List each line of the data below that contains the string "stalk". Matching is case-sensitive.

> **RECORDS SHOWN**:
-- -- --

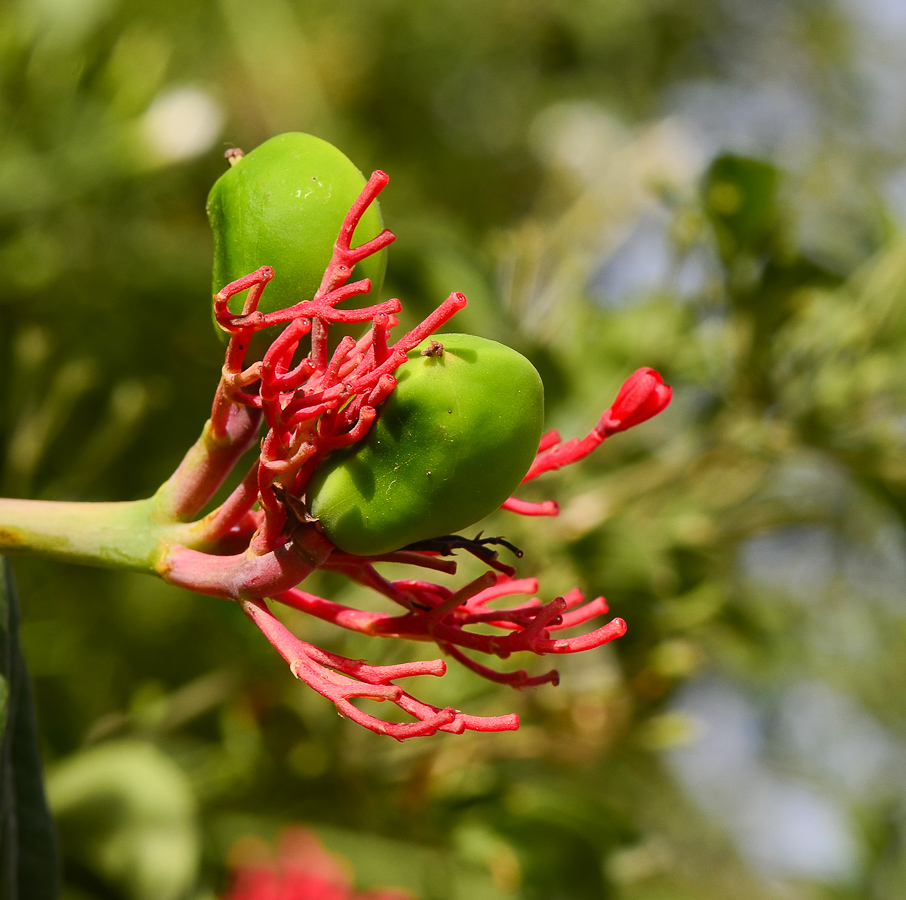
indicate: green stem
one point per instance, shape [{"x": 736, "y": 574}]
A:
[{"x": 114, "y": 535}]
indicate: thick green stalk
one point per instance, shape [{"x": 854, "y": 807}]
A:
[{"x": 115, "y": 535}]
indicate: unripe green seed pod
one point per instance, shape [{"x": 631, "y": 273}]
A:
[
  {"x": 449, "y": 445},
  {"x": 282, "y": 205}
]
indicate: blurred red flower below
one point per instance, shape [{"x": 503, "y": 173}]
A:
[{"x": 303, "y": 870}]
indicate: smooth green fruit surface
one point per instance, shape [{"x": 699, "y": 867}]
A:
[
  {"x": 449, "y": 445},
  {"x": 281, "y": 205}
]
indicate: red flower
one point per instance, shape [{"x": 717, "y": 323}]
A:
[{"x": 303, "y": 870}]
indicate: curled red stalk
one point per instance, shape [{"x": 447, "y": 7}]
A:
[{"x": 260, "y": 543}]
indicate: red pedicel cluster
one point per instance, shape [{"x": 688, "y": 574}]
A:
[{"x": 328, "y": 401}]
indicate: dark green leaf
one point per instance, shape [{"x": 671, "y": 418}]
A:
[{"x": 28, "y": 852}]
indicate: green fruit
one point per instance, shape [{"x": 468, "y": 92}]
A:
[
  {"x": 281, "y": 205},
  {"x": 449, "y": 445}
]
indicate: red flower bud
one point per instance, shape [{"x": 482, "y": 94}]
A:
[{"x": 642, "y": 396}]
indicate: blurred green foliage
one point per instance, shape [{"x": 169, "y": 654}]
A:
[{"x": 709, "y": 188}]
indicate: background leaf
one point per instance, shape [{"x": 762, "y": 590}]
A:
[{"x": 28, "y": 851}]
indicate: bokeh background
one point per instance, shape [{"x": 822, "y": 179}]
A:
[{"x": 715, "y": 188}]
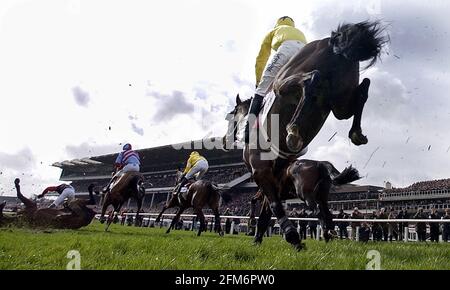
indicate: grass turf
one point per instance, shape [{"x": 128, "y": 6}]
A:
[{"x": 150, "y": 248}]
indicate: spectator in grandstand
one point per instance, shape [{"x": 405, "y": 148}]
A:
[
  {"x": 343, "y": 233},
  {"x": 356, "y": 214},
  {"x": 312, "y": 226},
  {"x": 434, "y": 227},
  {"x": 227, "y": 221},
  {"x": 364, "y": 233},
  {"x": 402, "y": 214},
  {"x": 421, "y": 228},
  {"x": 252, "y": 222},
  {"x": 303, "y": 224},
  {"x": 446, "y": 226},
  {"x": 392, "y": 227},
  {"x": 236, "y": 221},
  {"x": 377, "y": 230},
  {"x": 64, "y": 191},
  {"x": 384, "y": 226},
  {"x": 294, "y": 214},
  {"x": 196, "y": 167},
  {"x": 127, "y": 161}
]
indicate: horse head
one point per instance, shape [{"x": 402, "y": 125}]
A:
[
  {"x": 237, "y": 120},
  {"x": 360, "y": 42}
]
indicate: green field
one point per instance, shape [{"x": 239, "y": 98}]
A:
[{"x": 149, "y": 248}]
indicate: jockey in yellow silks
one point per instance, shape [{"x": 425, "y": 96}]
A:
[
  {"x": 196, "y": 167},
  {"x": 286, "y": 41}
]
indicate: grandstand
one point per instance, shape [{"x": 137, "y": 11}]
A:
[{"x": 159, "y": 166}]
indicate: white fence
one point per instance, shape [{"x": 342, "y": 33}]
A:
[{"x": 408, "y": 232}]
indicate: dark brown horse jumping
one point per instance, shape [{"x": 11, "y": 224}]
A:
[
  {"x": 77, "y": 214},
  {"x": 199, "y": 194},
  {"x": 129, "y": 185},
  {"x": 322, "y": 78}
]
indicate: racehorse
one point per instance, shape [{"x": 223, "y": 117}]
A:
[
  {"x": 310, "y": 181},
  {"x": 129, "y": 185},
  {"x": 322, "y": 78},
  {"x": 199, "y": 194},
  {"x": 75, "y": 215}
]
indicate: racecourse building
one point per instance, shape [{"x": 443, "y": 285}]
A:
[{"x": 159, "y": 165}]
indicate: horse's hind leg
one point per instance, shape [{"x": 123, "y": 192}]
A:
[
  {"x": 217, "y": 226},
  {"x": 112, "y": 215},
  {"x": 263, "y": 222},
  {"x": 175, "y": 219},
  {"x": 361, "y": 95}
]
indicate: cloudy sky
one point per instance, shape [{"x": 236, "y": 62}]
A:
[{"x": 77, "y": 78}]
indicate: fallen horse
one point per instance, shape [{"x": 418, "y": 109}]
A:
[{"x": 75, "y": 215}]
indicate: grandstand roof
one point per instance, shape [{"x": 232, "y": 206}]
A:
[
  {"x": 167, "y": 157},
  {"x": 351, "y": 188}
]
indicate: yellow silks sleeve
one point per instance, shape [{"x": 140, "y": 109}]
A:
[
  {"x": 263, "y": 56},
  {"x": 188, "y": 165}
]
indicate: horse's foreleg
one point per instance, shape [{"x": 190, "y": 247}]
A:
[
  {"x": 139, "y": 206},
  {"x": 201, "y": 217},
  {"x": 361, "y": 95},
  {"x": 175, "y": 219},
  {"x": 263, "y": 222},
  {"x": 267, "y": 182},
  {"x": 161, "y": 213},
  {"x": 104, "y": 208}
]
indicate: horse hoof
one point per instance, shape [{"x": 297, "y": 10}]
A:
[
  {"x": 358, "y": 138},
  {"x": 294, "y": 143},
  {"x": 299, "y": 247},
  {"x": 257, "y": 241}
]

-- -- --

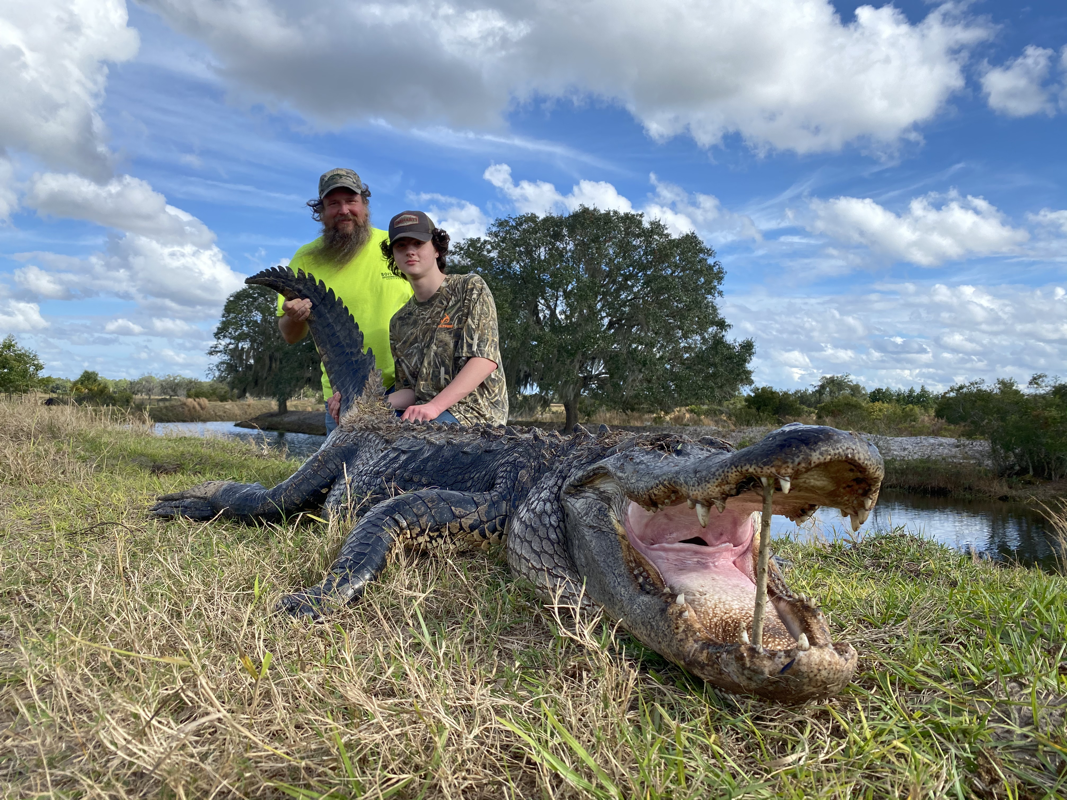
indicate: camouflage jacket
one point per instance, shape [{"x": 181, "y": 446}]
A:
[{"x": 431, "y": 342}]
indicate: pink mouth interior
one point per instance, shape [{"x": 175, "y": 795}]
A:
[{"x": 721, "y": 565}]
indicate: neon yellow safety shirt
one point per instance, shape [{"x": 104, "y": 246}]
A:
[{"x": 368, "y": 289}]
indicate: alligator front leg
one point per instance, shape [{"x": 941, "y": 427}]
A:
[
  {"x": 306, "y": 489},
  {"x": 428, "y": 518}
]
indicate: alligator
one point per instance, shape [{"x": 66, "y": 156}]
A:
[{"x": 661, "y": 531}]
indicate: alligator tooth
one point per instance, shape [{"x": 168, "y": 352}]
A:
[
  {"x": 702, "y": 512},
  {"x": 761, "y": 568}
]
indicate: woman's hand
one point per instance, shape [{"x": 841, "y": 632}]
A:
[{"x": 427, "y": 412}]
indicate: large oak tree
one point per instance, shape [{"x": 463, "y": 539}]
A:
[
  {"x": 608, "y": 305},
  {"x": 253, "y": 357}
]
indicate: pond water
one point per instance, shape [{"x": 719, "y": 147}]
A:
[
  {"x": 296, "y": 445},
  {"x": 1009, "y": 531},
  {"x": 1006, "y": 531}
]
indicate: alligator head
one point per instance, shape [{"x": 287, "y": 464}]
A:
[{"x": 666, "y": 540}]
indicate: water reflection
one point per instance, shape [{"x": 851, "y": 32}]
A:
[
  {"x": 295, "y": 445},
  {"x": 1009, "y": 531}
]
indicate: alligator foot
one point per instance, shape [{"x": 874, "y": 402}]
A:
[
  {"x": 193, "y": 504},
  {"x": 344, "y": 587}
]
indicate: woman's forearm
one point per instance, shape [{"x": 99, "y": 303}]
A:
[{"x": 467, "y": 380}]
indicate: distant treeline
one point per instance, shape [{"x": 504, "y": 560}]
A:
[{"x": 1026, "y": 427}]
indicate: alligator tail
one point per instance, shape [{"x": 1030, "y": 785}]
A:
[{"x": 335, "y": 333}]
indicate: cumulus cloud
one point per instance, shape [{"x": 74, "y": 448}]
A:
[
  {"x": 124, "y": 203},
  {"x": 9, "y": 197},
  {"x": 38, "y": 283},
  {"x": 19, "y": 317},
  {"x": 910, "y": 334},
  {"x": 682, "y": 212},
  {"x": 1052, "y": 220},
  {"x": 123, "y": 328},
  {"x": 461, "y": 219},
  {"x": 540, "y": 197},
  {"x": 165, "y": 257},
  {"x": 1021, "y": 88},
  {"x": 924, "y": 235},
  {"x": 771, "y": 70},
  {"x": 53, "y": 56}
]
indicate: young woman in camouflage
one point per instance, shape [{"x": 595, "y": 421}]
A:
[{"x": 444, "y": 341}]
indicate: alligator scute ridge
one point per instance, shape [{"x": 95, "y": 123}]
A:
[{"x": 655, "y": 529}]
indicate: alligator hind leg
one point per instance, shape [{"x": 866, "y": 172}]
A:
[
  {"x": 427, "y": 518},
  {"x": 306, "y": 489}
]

-- -- --

> **EXPECTED ANSWER**:
indicate: thick green stalk
indicate: curled red stalk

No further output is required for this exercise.